▶ Vorliegender Auszug
•••••

Beschlussvorschlag:

1. Der jetzige grundsicherungsrelevante Mietspiegel wird ab sofort außer Kraft gesetzt, bis ein rechtssicherer Mietspiegel vorliegt.

 

2. Ein grundsicherungsrelevanter Mietspiegel nach den Vorgaben des Sozialgerichts Düsseldorf (rechtssicher) wird sofort in Auftrag gegeben bzw. ausgeschrieben.

 

3. Der neu erstellte Mietspiegel soll den Ausschüssen zwecks Prüfung und Beschluss vorgelegt werden.


Protokoll:

Landrat Hans-Jürgen Petrauschke teilte mit, dass nach einem aktuellen Urteil des Sozialgerichtes Düsseldorf im beklagten Einzelfall die angewandten Beiträge des heute nicht mehr angewandten grundsicherungsrelevanten Mietspiegels als nicht ausreichend angesehen worden seien. Der gleiche Richter habe im März den Mietspiegel der Stadt Krefeld ebenfalls für nicht ausreichend beurteilt. Das Urteil beziehe sich auf eine Bedarfsgemeinschaft, die ohne vorherige Absprache mit dem Jobcenter von Neuss nach Kaarst umgezogen sei. Der aktuelle grundsicherungsrelevante Mietspiegel, das heißt die seit Februar 2019 gültige Fortschreibung, ist nicht beklagt. Der Rhein-Kreis Neuss warte derzeit noch auf die Urteilsbegründung und behalte sich vor in Berufung zu gehen. Die Stadt Remscheid und Solingen befänden sich mit ähnlichen Fällen bereits im Berufungsverfahren.

 

Kreistagsabgeordneter Carsten Thiel erläuterte den vorliegenden Antrag.

•••••

▶ Bereitgestellte Daten

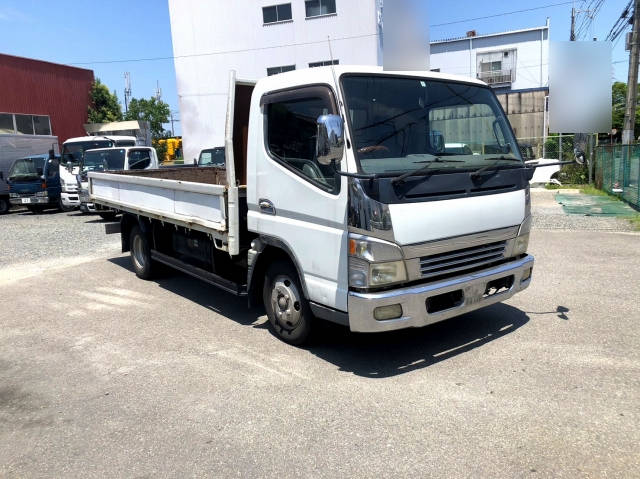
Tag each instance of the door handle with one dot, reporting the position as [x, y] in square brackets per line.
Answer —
[266, 207]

•••••

▶ Gestellte Aufgabe
Fassen Sie den Absatz des Auszugs, der mit „Landrat Hans-Jürgen Petrauschke teilte mit“ beginnt, als knappe Stichpunktliste zusammen und bewahren Sie dabei seine wesentlichen Fakten. Stützen Sie sich ausschließlich auf den Auszug.

▶ Antwort zur Aufgabe
- Laut Landrat Hans-Jürgen Petrauschke hat das Sozialgericht Düsseldorf in einem aktuellen Urteil den heute nicht mehr angewandten grundsicherungsrelevanten Mietspiegel im beklagten Einzelfall als nicht ausreichend angesehen.
- Derselbe Richter beurteilte im März auch den Mietspiegel der Stadt Krefeld als nicht ausreichend.
- Das Urteil betrifft eine Bedarfsgemeinschaft, die ohne vorherige Absprache mit dem Jobcenter von Neuss nach Kaarst umgezogen ist.
- Der aktuelle Mietspiegel, also die seit Februar 2019 gültige Fortschreibung, ist nicht beklagt.
- Der Rhein-Kreis Neuss wartet noch auf die Urteilsbegründung und behält sich eine Berufung vor.
- Die Städte Remscheid und Solingen befinden sich mit ähnlichen Fällen bereits im Berufungsverfahren.